# EXERCISE BRIEF
Can you reproduce the data beneath, keeping every line exact?

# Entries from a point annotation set
--------------------

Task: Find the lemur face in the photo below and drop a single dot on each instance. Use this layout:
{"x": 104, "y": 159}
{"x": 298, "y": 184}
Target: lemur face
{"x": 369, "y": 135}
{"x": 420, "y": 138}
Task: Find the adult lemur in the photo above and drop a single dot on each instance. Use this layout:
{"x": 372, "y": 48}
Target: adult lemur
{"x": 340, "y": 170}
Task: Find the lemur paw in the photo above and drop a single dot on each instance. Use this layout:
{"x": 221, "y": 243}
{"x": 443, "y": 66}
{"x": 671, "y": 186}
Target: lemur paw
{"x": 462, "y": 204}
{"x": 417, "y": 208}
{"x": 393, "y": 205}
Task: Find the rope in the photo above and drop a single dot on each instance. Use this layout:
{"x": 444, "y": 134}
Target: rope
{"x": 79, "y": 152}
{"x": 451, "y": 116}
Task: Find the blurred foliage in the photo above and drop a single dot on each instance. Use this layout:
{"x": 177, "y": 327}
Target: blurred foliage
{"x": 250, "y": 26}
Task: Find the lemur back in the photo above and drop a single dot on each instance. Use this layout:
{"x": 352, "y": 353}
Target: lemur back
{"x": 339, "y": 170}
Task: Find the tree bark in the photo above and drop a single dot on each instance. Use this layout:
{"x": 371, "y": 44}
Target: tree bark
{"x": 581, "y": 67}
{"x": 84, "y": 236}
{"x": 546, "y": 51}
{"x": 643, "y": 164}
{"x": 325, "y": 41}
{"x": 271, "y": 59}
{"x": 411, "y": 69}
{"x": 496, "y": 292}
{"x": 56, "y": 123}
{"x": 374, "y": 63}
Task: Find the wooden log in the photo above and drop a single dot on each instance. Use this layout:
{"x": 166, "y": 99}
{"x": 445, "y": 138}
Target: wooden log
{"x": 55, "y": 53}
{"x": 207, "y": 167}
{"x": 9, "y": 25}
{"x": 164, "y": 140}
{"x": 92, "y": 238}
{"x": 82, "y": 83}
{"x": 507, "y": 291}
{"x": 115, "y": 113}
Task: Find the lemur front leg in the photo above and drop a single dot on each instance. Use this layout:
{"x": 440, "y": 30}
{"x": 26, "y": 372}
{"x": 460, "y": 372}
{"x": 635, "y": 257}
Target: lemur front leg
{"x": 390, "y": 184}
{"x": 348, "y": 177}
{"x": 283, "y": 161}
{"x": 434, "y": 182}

--------------------

# ANSWER TO THE PROBLEM
Task: Find the lemur face in the photo below and drop a single dot on each instance. Use this layout:
{"x": 104, "y": 159}
{"x": 298, "y": 184}
Target: lemur face
{"x": 369, "y": 135}
{"x": 420, "y": 138}
Task: Find the adult lemur in the photo above and drop a single dot on each instance. Use this layout:
{"x": 372, "y": 48}
Target: adult lemur
{"x": 340, "y": 170}
Task: Find the lemur paw in the photo above and drop a single dot on each instance. Use this layout:
{"x": 221, "y": 243}
{"x": 443, "y": 66}
{"x": 671, "y": 186}
Target: lemur paw
{"x": 462, "y": 204}
{"x": 417, "y": 208}
{"x": 393, "y": 205}
Task: Find the rope in the photo above and drop a single dot on each instance. Use this layout:
{"x": 444, "y": 134}
Target: rope
{"x": 79, "y": 152}
{"x": 451, "y": 116}
Task: Find the blurred foliage in the photo above and drop a single dot on each instance. Use this layout:
{"x": 177, "y": 327}
Target: blurred foliage
{"x": 250, "y": 26}
Task: Find the lemur back in the photo above and drop a single dot on each instance. Use this layout:
{"x": 352, "y": 353}
Target: lemur back
{"x": 339, "y": 170}
Task: Find the tree bark in the photo above and drop a single dot on each instance. Use this layout:
{"x": 371, "y": 44}
Target: tree bark
{"x": 581, "y": 67}
{"x": 84, "y": 236}
{"x": 546, "y": 51}
{"x": 643, "y": 164}
{"x": 325, "y": 41}
{"x": 271, "y": 59}
{"x": 411, "y": 69}
{"x": 496, "y": 292}
{"x": 56, "y": 123}
{"x": 374, "y": 63}
Task: Find the wooden log in the photo above and drop a single dot on each instance. Use this layout:
{"x": 166, "y": 99}
{"x": 445, "y": 138}
Target: wooden log
{"x": 55, "y": 53}
{"x": 207, "y": 167}
{"x": 9, "y": 25}
{"x": 164, "y": 140}
{"x": 92, "y": 238}
{"x": 82, "y": 83}
{"x": 507, "y": 291}
{"x": 115, "y": 113}
Task: Find the lemur front leg in the photo above and drop a single dot on each instance. Use this layout:
{"x": 440, "y": 30}
{"x": 26, "y": 372}
{"x": 460, "y": 372}
{"x": 635, "y": 257}
Target: lemur front leg
{"x": 390, "y": 184}
{"x": 348, "y": 177}
{"x": 283, "y": 161}
{"x": 434, "y": 182}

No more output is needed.